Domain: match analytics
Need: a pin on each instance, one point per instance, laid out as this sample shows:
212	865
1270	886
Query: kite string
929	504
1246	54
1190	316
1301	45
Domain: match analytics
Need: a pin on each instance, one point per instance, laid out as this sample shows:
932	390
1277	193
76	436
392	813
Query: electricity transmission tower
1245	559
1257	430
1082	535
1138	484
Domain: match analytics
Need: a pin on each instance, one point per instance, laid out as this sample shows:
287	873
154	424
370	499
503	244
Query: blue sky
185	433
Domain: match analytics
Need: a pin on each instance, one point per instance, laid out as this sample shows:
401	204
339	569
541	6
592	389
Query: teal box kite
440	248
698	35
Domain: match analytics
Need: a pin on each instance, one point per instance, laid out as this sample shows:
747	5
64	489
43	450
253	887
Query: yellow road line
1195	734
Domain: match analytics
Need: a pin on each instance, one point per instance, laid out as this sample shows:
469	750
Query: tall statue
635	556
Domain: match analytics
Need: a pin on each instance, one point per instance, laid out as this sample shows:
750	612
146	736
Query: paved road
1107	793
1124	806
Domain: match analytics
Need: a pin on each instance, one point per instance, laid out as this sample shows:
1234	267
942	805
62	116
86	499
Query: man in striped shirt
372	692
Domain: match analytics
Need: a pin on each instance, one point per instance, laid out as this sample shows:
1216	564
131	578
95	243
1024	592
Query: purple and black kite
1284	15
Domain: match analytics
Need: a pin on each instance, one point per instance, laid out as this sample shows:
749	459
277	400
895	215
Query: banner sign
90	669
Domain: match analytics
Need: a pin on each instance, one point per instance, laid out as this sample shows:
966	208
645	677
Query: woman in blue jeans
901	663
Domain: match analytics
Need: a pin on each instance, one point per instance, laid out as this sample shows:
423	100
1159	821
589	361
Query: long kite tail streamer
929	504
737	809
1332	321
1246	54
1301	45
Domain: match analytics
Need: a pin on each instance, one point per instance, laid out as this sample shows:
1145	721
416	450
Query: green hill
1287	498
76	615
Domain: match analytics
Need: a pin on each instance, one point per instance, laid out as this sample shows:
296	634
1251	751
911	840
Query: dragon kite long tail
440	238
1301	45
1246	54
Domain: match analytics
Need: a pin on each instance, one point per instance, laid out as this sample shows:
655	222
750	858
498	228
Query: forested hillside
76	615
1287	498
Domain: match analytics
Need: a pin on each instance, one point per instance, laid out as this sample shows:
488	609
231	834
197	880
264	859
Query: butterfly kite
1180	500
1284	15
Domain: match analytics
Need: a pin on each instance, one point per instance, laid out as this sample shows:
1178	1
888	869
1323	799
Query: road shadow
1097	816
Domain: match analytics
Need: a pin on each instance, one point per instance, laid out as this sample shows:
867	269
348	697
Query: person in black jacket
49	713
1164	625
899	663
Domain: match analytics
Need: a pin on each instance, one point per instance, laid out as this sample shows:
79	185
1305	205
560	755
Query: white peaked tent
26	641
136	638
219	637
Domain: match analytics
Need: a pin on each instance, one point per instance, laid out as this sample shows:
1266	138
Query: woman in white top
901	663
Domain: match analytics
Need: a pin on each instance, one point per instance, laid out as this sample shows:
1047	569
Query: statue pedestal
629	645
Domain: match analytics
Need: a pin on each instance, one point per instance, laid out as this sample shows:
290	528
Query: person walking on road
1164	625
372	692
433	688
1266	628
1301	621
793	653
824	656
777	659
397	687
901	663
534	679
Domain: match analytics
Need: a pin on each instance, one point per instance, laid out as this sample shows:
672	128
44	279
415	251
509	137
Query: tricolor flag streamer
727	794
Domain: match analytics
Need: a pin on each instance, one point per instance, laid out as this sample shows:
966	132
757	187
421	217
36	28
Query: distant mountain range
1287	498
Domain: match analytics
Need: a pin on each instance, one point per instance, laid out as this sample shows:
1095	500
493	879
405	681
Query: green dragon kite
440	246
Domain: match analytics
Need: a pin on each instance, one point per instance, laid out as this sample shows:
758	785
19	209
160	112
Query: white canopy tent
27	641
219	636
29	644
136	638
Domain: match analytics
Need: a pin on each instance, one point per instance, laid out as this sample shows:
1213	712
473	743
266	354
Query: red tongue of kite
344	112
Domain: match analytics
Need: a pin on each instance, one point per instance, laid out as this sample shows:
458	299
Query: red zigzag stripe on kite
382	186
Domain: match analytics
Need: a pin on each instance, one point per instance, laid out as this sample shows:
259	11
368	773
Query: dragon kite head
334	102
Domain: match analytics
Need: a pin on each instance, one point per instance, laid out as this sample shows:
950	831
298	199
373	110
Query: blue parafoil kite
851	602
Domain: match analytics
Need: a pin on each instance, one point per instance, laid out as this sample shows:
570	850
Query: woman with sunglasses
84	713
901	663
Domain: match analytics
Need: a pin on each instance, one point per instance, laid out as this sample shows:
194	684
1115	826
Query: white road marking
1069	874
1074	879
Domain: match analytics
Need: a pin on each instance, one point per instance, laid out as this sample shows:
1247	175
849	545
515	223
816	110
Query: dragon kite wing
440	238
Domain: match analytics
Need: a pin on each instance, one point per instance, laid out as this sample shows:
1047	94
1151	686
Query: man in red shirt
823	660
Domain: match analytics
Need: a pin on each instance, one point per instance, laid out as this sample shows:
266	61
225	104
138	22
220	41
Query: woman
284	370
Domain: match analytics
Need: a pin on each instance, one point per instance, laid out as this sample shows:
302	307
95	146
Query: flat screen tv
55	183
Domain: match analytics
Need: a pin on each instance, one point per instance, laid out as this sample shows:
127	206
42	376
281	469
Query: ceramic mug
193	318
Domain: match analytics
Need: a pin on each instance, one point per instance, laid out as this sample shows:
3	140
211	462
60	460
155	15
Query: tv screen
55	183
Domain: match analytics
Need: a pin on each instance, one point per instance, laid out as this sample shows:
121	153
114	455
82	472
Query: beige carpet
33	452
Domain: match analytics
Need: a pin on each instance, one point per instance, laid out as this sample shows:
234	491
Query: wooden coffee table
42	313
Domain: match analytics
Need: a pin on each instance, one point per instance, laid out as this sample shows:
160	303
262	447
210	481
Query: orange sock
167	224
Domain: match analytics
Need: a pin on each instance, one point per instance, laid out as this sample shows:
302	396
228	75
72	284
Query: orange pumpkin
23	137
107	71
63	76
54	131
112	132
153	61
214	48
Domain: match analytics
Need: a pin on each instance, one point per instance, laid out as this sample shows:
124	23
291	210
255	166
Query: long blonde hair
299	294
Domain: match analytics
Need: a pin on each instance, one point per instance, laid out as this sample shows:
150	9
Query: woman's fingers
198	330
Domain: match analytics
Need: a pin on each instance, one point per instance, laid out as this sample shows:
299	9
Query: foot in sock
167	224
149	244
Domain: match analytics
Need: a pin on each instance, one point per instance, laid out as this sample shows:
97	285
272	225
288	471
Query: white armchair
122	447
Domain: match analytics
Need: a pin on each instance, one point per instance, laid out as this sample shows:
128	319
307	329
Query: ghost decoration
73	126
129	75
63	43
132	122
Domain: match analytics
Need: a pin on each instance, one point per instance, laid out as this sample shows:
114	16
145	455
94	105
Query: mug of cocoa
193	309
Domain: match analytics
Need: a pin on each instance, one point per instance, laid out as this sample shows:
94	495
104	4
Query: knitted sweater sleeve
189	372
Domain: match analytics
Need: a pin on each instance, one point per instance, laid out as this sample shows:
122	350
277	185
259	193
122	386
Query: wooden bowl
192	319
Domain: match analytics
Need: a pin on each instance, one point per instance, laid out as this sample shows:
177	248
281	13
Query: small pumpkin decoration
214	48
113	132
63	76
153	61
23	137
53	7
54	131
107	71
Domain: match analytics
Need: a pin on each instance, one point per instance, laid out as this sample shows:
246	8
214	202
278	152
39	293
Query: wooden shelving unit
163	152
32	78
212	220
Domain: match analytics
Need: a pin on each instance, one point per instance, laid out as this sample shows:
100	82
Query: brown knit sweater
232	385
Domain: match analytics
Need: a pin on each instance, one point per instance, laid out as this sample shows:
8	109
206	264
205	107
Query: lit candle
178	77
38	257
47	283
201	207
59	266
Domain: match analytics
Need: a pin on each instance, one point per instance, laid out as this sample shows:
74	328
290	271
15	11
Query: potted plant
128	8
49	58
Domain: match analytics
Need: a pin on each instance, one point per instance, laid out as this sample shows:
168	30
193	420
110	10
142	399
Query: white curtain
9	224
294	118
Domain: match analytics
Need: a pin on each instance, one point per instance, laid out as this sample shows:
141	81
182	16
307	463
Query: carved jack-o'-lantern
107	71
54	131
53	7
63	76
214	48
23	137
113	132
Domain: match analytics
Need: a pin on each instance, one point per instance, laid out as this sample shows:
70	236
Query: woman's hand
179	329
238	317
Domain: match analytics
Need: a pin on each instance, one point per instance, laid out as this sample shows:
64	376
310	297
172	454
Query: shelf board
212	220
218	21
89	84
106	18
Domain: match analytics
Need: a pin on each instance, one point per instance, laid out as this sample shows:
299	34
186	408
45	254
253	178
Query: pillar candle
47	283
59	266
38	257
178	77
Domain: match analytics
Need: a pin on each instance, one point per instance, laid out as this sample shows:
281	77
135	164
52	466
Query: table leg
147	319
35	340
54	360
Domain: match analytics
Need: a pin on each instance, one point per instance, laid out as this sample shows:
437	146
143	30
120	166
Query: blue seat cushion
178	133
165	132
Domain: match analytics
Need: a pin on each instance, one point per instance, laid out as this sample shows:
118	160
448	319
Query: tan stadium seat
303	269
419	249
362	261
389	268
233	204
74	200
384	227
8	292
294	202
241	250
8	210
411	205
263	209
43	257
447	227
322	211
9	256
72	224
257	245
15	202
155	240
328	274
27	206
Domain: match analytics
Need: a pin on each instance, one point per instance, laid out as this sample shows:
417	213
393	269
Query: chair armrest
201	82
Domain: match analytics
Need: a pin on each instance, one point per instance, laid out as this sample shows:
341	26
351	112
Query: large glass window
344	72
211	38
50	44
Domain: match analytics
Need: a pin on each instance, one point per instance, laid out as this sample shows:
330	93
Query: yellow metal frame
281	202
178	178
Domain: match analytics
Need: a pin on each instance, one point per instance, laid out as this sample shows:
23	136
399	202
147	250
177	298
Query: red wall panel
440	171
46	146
• • • • • • •
- THE EXERCISE: Find each line of the data above that contains the string "table", and copy those lines out. Matching is case-sensitive.

- OUTPUT FOR THIS EXERCISE:
Query: wooden coffee table
Query: table leg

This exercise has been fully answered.